Prompt A >>
Pull out each line of the records that contains the string "patch", matching case exactly.

Reading text >>
--------------------------------------------------
The duo’s exploration of furniture began in 2010, when they moved into a Los Angeles apartment in a building that had “like 300 oddly shaped stairs,” as Johanson recalls over Zoom from the couple’s living room, “and we didn’t feel like lugging furniture up there.” Instead, Johanson, 53, who had fabricated a chair out of discarded seating elements for a Deitch Projects show a couple of years earlier, began collecting odd pieces of wood and broken furniture segments that he found around the city, while Jackson, 49, enrolled in an industrial sewing class at L.A. Trade Tech, a community college, to learn pattern making and sewing. Together, they created an entire home’s worth of functional art objects — and gained a new perspective on their individual practices. “Before that, we were making things that weren’t meant to be touched and that were getting sent away,” Johanson explains. “To make objects meant to hold our bodies felt like flipping some kind of scarcity switch.”

The pieces, all one-of-a-kind, are as sculptural as they are functional, with a levity and poetry of detail that sets them apart from the category of collectible design. Johanson’s blocky wood structures leave imperfections and construction techniques exposed as they play with asymmetry and negative space, like Brutalist forms viewed through a kaleidoscope; and Jackson’s cushions, which are covered in colorful abstract forms, lend an inviting tactility. Not long after they began experimenting, Altman Siegel Gallery asked the couple to make seating and tables for a fair booth. Someone from the Hammer Museum in Los Angeles saw the display and promptly requested a set of sofas for a visitors’ lounge area; eight years later, they’re still in use. The couple have also created group-show installations and collector commissions (Jeffrey Deitch has living room chairs and benches of theirs) and were even enlisted to build out the Warby Parker store in L.A.’s Silver Lake neighborhood, a project that Johanson is perfectly happy to discuss. “There is no ‘cool’ and ‘lame,’” he says. “They were great. We like to work. It’s fun.” The duo have fully outfitted subsequent spaces they’ve lived in since that first experiment, too, and are now at work restoring and furnishing a getaway cabin, chock-full of irregular built-ins, in the Santa Monica Mountains.
--------------------------------------------------
Record list >>
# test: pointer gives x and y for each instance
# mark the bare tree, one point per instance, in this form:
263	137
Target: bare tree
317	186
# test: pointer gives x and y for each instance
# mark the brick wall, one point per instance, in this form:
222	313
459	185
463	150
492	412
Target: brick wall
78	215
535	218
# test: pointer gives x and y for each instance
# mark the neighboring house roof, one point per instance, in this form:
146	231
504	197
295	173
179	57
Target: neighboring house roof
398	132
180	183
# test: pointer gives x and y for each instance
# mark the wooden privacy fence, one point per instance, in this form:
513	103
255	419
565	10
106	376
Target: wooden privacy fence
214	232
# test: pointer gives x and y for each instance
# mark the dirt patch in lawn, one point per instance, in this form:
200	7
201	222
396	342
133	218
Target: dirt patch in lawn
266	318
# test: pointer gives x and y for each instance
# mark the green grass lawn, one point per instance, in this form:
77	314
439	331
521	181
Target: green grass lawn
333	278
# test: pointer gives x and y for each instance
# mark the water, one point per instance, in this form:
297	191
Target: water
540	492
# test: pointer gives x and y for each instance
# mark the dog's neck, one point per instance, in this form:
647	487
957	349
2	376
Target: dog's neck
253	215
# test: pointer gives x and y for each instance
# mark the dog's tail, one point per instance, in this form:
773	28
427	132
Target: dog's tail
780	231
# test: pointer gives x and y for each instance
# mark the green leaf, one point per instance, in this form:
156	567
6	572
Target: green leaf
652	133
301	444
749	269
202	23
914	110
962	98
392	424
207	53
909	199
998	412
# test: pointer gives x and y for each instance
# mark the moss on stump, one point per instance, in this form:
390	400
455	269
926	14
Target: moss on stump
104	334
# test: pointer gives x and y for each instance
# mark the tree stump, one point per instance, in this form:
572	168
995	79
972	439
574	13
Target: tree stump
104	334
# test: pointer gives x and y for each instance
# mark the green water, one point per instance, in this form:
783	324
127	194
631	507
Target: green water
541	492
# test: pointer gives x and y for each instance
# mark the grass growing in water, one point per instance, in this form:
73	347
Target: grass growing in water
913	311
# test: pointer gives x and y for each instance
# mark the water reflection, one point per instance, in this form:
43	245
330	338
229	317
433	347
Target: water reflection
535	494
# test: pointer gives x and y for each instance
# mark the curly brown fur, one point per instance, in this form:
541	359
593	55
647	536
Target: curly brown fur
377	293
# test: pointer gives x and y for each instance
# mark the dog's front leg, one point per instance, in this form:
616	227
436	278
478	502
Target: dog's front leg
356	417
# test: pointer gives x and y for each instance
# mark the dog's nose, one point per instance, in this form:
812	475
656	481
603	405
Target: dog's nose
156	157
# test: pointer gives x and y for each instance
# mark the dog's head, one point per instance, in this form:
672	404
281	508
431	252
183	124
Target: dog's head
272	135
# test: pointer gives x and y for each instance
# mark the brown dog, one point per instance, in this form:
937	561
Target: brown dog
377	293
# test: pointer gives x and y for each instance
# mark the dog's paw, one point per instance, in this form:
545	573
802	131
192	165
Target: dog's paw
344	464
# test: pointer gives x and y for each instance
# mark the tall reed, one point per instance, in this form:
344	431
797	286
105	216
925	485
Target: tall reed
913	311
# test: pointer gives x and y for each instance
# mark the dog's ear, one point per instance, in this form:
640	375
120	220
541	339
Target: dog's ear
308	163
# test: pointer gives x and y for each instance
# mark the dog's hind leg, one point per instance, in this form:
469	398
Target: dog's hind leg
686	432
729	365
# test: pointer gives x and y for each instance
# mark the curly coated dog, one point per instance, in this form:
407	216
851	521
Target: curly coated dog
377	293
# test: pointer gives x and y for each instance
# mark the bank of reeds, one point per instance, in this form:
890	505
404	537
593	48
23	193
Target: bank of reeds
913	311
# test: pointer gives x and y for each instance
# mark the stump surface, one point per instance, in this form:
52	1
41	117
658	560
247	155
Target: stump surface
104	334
--------------------------------------------------
Prompt B >>
Pick up the passage about the couple's handmade furniture after its final sentence and keep writing.

Response A >>
# mark the dirt patch in lawn, one point per instance, in this form:
Target: dirt patch in lawn

Response B >>
Their collaborative efforts make good use of their relationship skills: Each object takes shape one detail and one compromise at a time. Jackson sources high-end textiles and nontoxic latex foam to balance out the raw fundaments of each structure (“the ugliest pieces of wood I can find,” Johanson says with a laugh). “Sometimes I’ll want the table legs to be tapered, or he will want the cushion to be a flatter form,” Jackson explains. “But we stay pretty in tandem for the whole process.” The rest of the time, Johanson paints in the Portland house’s basement while Jackson develops her own pieces in the garage, or at her studio at her father’s house 10 blocks away. “We do need some separation because of big and small energies and moon and sun energies, negotiating all of that,” she says. “But we like to be together.”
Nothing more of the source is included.